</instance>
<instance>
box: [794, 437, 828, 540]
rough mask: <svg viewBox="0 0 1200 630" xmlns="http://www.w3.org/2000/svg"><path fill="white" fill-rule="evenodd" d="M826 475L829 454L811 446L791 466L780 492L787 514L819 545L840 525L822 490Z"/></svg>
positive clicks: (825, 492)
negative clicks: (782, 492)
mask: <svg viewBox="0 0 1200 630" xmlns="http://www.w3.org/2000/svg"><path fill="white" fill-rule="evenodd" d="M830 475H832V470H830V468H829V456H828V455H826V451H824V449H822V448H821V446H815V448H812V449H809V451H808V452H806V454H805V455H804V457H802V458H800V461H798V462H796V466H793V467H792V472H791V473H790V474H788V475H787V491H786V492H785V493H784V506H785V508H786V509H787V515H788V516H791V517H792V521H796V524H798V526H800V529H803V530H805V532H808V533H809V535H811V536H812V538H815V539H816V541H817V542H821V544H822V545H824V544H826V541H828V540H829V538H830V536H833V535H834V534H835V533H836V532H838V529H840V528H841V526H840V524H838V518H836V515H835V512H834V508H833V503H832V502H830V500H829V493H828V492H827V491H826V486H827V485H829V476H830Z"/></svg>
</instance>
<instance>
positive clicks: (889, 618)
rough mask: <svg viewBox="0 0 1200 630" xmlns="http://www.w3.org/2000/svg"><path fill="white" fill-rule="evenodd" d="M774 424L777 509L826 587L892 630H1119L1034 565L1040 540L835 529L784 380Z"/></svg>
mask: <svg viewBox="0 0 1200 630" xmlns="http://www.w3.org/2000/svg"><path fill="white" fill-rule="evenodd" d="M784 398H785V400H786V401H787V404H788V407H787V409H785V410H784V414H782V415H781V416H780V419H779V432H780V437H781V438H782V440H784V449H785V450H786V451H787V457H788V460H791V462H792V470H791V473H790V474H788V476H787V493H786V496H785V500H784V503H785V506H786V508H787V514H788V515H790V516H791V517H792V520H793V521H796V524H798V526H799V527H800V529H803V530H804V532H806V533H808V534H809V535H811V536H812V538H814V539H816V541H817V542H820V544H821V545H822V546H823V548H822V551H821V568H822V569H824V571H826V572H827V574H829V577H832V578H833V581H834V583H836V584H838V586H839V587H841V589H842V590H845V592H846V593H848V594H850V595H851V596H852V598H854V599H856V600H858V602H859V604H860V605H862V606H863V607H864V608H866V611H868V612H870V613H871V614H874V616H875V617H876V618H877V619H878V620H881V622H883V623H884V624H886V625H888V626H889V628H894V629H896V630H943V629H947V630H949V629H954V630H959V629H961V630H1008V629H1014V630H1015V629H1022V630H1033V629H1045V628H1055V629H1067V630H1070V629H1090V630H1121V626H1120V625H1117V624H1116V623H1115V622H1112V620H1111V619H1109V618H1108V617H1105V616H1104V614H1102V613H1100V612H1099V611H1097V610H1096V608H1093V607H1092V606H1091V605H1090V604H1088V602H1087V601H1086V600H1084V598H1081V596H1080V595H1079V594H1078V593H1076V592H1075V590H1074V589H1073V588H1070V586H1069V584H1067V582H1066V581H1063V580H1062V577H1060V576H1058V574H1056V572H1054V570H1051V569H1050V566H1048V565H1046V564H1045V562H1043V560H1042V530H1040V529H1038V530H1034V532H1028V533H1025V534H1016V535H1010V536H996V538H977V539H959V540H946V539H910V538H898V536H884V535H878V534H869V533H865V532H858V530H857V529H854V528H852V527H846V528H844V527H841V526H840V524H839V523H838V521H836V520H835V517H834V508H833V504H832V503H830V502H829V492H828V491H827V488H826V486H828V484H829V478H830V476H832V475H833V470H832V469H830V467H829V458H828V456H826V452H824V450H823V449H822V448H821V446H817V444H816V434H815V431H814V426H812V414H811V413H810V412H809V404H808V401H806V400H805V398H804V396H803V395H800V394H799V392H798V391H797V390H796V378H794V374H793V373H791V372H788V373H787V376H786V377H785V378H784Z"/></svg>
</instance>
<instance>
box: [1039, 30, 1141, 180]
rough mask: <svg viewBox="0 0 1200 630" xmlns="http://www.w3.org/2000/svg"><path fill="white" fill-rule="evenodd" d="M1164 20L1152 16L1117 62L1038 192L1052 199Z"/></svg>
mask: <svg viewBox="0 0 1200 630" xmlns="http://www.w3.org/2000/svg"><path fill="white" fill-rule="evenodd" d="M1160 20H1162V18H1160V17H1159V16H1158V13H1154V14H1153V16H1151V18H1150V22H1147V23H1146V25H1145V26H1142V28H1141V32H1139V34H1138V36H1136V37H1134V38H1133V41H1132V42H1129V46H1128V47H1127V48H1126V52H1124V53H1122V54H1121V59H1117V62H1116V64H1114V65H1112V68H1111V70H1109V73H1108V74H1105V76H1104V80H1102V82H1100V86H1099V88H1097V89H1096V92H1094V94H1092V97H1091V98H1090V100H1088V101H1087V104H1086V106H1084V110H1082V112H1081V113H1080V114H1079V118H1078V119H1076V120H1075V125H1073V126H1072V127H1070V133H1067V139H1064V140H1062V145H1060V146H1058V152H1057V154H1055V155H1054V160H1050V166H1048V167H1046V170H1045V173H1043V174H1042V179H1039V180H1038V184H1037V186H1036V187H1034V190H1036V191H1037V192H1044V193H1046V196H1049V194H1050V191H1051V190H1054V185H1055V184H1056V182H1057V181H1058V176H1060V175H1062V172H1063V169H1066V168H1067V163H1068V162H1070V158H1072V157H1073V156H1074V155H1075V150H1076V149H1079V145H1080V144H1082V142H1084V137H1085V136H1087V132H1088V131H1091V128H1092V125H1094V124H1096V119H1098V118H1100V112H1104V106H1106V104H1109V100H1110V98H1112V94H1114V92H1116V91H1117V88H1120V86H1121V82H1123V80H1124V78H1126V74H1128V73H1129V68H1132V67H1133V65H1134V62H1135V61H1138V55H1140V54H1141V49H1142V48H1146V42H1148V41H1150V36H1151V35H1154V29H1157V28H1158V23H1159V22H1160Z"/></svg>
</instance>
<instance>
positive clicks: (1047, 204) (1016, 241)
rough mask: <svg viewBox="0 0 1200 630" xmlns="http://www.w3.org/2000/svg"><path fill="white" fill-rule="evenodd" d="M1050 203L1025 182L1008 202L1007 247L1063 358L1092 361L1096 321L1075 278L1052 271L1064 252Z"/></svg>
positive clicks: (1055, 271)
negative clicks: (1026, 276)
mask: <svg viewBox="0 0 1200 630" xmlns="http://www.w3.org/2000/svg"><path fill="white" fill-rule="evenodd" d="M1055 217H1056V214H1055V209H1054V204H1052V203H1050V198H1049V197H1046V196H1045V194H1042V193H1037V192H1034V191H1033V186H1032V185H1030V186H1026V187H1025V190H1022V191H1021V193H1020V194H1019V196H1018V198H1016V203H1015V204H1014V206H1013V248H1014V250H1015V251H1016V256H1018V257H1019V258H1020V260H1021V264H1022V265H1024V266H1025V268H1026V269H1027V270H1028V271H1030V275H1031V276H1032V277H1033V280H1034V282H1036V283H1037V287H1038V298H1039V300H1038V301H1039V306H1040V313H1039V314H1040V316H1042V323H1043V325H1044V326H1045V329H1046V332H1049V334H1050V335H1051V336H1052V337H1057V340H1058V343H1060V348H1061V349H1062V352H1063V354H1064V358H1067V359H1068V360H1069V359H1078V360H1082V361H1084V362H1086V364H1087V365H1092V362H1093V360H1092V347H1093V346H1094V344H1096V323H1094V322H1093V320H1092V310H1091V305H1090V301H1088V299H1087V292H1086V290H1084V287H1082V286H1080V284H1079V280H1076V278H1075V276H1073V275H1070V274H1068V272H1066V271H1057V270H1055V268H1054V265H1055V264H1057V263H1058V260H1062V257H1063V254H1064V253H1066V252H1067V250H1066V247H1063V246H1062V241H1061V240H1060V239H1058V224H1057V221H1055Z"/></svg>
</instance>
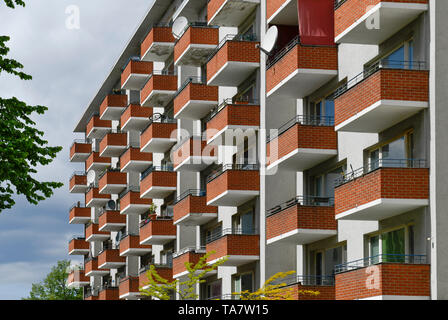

######

* [EXERCISE PROMPT]: For the listing above, print only the lines starting at the line containing "203L1025 182L1008 202L1007" and ending at the line containing "positive clicks: (1055, 271)", exactly, both included.

* [SOLUTION TO THIS TASK]:
rough mask: <svg viewBox="0 0 1200 630" xmlns="http://www.w3.org/2000/svg"><path fill="white" fill-rule="evenodd" d="M1050 203L1025 182L1008 202L1007 247L1063 358L1092 361L1096 321L1075 278L1052 271L1064 252Z"/></svg>
positive clicks: (1055, 271)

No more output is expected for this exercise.